#### TO BE DONE
Please find every line in the listing below that contains the string "streak", and copy each of those lines. Case counts when matching.

#### THE RECORDS
● ● ● ● ●

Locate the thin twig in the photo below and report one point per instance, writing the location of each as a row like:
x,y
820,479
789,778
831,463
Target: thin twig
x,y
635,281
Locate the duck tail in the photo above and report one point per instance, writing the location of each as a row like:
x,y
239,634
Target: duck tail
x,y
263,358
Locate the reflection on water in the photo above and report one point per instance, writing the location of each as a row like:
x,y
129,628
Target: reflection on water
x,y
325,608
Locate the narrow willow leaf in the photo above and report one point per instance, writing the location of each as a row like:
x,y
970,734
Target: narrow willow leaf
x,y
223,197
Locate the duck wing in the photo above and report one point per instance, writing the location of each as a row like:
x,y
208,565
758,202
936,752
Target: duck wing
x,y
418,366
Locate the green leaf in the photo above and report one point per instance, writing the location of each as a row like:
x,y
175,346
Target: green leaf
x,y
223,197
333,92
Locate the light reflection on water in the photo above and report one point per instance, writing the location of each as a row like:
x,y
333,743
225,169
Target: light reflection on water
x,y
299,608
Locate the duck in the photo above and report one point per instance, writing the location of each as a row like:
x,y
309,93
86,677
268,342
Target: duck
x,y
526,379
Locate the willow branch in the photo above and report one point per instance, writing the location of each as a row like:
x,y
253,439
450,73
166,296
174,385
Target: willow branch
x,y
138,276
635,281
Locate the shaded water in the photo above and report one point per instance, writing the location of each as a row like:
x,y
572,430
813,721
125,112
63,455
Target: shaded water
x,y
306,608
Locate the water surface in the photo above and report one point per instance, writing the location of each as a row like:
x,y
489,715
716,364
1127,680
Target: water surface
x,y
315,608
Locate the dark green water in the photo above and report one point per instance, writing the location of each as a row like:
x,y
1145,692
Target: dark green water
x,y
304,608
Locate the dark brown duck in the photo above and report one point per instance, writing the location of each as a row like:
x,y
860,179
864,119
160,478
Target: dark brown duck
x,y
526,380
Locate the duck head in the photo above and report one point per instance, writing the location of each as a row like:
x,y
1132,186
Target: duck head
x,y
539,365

● ● ● ● ●

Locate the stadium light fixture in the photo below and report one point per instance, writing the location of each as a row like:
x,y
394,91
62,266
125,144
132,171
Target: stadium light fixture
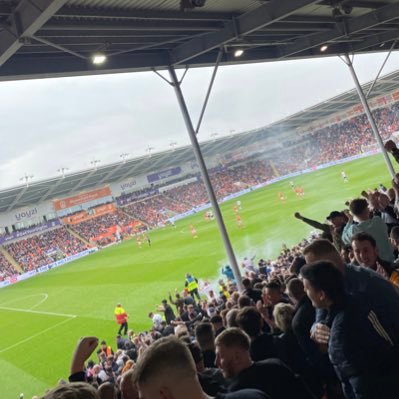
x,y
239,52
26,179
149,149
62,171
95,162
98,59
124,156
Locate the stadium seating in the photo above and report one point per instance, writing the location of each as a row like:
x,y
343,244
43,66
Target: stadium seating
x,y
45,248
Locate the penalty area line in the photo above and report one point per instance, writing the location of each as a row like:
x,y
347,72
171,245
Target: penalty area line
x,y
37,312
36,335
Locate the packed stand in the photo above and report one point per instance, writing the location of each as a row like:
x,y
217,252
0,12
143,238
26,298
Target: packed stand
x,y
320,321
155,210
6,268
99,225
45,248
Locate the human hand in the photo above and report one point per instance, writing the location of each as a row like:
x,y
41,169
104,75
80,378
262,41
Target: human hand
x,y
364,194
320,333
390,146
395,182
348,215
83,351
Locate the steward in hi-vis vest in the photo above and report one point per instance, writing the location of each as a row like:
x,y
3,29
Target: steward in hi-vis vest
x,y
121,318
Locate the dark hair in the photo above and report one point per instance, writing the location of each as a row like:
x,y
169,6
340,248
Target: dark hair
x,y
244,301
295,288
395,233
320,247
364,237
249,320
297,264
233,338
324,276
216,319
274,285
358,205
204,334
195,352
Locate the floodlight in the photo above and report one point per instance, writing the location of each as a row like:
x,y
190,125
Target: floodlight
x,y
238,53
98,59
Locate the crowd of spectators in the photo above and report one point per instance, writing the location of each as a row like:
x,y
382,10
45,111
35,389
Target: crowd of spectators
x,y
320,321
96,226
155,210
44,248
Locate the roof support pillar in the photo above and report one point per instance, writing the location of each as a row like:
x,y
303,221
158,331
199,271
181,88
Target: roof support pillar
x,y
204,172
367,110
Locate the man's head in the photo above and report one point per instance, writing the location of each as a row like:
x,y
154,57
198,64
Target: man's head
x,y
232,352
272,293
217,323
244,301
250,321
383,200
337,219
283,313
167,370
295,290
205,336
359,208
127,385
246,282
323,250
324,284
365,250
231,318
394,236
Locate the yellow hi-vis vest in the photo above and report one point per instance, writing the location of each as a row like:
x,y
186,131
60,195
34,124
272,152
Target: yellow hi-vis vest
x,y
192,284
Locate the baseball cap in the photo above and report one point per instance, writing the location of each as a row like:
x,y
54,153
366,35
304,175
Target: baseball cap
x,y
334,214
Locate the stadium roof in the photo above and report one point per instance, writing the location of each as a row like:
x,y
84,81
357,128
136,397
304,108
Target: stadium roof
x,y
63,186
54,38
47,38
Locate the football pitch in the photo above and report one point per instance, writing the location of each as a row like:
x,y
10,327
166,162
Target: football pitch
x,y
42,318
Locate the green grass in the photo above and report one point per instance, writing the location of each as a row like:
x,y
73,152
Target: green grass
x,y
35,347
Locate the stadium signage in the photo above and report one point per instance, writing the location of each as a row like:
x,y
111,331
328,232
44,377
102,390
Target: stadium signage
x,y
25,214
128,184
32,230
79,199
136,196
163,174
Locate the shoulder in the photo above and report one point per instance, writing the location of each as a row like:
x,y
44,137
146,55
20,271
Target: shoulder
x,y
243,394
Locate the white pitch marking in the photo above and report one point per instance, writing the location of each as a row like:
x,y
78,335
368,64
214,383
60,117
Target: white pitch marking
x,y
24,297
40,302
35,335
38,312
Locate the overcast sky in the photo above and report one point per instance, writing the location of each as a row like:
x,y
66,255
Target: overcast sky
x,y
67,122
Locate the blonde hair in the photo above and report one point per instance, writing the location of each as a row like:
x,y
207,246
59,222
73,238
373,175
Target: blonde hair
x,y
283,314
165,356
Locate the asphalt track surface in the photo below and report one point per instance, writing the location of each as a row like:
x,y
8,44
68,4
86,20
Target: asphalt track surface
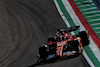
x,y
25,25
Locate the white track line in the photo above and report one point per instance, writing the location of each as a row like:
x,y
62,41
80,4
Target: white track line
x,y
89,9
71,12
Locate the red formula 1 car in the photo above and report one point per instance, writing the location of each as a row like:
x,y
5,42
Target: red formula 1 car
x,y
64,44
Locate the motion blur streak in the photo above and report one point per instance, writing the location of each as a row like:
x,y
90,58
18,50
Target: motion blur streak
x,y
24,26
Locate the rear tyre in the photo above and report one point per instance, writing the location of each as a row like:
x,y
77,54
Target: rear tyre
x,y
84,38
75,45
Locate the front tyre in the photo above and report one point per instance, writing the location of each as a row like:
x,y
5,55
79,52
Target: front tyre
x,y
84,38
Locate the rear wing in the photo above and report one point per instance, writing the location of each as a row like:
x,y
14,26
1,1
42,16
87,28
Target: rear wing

● ● ● ● ●

#### EXERCISE SOLUTION
Locate the motion blur streak in the photo above and report one point per instance, writing the location of each as a row like:
Target: motion blur streak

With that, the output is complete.